> _Stored rows_
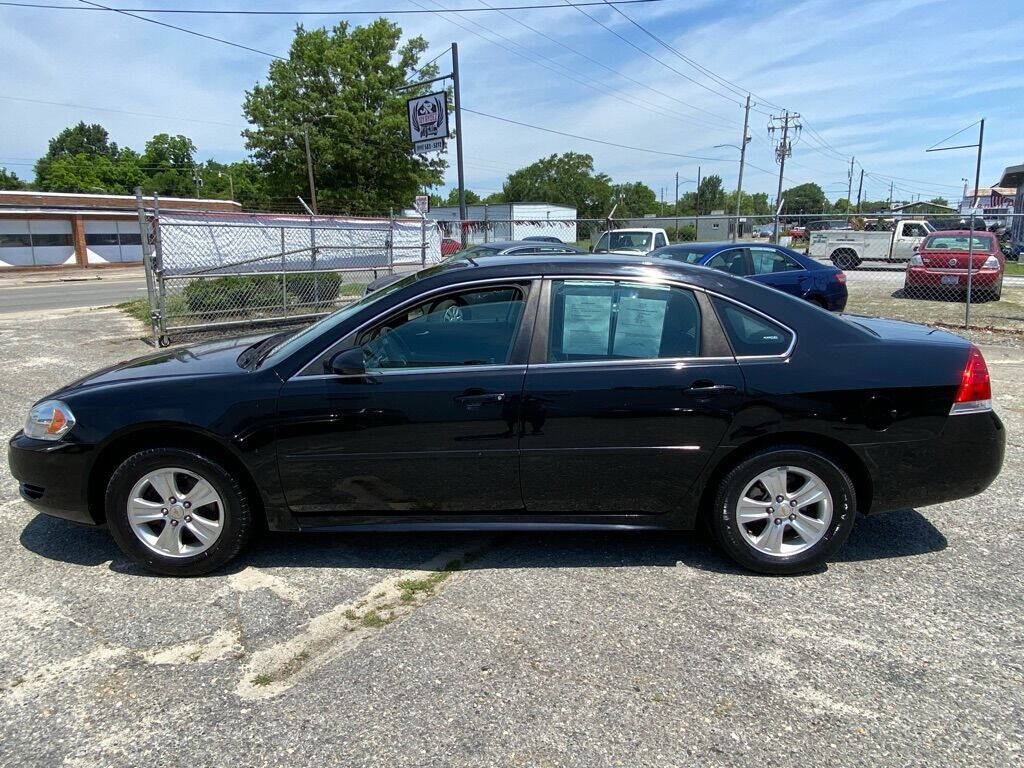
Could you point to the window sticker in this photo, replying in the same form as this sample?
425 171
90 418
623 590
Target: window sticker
639 327
586 325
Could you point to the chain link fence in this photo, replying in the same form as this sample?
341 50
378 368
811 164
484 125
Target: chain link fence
219 271
214 271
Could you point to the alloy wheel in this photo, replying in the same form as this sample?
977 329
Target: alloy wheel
784 511
175 512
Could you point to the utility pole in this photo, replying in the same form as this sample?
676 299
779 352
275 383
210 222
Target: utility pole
849 186
970 240
309 169
742 157
783 151
458 138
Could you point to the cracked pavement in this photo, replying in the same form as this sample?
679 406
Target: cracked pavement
544 649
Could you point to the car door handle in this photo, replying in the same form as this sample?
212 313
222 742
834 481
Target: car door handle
473 401
707 387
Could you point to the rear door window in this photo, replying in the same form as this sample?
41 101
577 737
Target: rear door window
751 334
611 321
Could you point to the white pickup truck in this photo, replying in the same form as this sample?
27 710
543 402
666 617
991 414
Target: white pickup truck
848 248
631 242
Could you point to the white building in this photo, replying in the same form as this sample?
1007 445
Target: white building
487 223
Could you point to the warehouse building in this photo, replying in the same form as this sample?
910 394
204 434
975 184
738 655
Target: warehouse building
48 229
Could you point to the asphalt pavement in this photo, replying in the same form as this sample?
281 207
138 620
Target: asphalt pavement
24 296
542 650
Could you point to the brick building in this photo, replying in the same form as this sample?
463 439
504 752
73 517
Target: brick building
46 229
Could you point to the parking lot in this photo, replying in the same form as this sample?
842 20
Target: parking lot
639 649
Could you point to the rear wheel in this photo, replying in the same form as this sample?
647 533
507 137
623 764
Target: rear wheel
176 512
783 510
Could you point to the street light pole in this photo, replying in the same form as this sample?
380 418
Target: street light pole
458 137
309 169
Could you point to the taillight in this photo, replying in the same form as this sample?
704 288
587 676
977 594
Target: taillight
975 393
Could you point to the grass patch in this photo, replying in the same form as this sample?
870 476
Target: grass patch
373 620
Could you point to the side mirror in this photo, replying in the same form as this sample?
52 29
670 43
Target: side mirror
348 363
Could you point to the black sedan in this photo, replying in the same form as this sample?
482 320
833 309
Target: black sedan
579 392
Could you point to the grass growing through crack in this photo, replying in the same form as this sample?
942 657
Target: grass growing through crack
411 587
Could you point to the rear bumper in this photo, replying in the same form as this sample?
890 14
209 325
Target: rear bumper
923 275
52 476
963 461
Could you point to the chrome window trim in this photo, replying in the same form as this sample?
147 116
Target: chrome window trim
748 307
408 302
656 280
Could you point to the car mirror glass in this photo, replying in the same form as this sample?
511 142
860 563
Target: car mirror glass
348 363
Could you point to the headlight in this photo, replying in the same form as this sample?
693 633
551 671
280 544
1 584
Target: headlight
50 420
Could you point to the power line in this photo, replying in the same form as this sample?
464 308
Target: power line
658 60
594 140
338 12
591 58
735 88
119 112
181 29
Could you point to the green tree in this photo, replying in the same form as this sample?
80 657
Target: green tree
453 199
92 174
634 199
711 195
564 179
805 199
9 180
169 165
340 84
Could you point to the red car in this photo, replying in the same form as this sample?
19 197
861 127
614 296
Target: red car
940 264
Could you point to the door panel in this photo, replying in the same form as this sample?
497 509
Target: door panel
613 438
620 413
400 442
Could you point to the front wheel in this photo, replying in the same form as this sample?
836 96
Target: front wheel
176 512
783 510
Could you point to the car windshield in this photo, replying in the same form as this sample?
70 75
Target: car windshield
624 241
686 255
957 243
292 342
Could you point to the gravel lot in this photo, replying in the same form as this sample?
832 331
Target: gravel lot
541 650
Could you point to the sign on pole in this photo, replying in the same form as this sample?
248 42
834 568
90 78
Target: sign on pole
428 121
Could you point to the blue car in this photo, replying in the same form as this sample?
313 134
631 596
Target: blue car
776 266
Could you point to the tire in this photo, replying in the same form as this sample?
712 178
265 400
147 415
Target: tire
230 511
795 554
845 259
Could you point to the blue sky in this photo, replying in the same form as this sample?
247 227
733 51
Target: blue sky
879 80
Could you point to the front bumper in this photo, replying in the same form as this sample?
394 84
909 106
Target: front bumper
52 476
924 275
962 461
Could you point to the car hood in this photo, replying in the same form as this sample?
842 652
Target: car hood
952 259
210 357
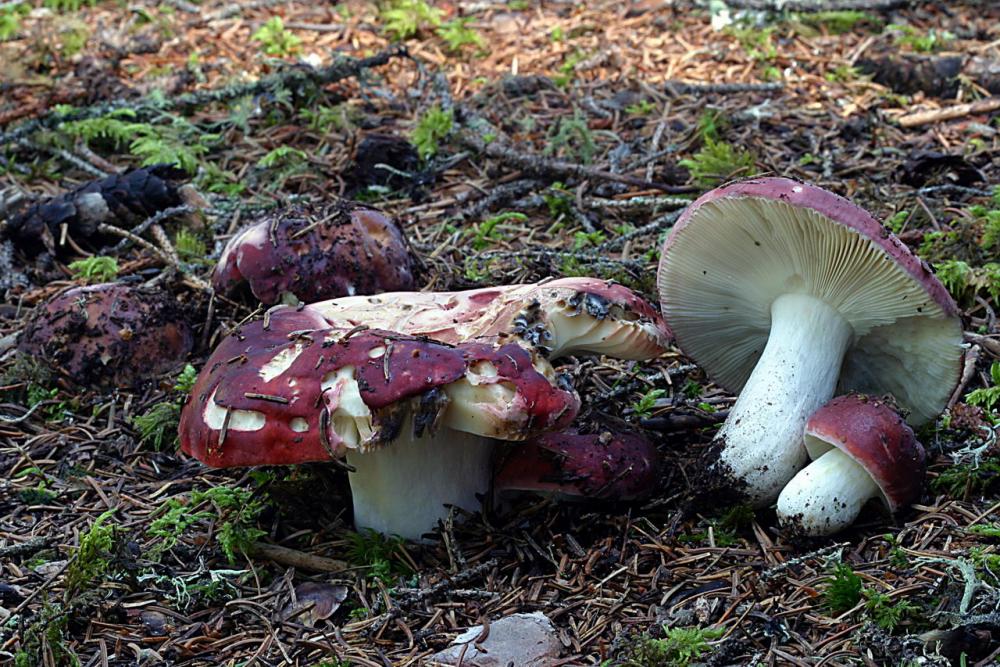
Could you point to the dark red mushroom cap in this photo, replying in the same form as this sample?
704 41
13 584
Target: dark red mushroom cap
875 436
287 381
315 253
609 465
108 334
739 247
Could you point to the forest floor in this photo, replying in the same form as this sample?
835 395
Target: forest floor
554 139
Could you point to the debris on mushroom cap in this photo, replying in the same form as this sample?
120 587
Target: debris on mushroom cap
317 252
126 198
560 317
272 393
873 434
738 247
108 334
609 465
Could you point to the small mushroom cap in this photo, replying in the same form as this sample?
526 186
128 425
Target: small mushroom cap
524 312
610 465
287 391
738 247
876 437
315 253
110 334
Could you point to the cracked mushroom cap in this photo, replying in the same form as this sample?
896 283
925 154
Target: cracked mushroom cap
609 465
315 253
741 246
874 435
295 393
108 334
561 316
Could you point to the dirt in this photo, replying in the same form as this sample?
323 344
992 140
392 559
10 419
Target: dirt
591 121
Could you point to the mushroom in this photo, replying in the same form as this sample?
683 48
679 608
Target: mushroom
310 252
786 293
608 465
415 418
561 317
860 449
108 334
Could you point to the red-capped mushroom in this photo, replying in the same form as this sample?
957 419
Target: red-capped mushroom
786 294
608 465
560 317
414 417
312 252
861 449
108 334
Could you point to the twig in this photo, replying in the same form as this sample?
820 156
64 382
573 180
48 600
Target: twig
77 162
638 203
415 596
560 169
499 195
154 219
792 562
968 371
290 78
950 113
656 226
676 88
817 5
295 558
592 257
105 228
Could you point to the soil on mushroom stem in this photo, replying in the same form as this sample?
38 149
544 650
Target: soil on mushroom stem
577 84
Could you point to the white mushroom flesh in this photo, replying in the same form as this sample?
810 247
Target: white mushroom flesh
827 495
763 434
402 489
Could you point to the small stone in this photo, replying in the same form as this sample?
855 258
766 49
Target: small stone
525 640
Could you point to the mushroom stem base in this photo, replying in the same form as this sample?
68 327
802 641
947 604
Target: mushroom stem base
796 374
402 488
826 496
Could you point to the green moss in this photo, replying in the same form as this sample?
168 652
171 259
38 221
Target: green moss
717 161
431 129
843 590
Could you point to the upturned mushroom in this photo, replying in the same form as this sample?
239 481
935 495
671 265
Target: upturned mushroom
861 448
110 334
415 418
560 317
313 252
607 465
786 293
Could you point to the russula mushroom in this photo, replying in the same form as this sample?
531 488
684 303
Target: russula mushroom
608 465
861 448
414 417
786 293
561 317
314 252
108 334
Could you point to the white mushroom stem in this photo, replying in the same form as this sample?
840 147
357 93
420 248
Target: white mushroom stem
402 488
795 375
827 495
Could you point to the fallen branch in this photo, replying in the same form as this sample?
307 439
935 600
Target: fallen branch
145 108
950 113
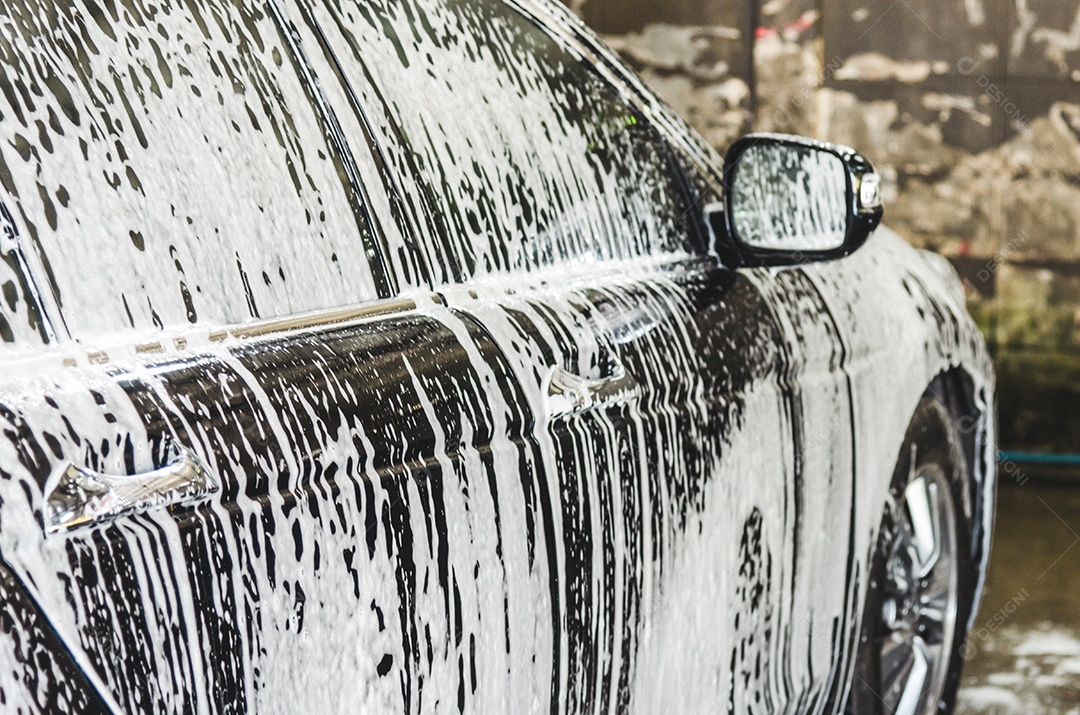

> _The problem_
Count the lines in the records above that contain the string "tire", treating uppercase and lowercase letters as distinct. Give only the resulting number.

> _Output for this exercise_
2